• [Work request] Return all lines in the data where the string "find" can be found.

• [Material supplied]

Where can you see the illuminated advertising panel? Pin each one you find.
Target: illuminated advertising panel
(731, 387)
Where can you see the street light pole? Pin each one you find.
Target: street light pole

• [Solution below]
Where can you see the illuminated advertising panel? Pin each one you find.
Where can you see the street light pole? Pin each one you find.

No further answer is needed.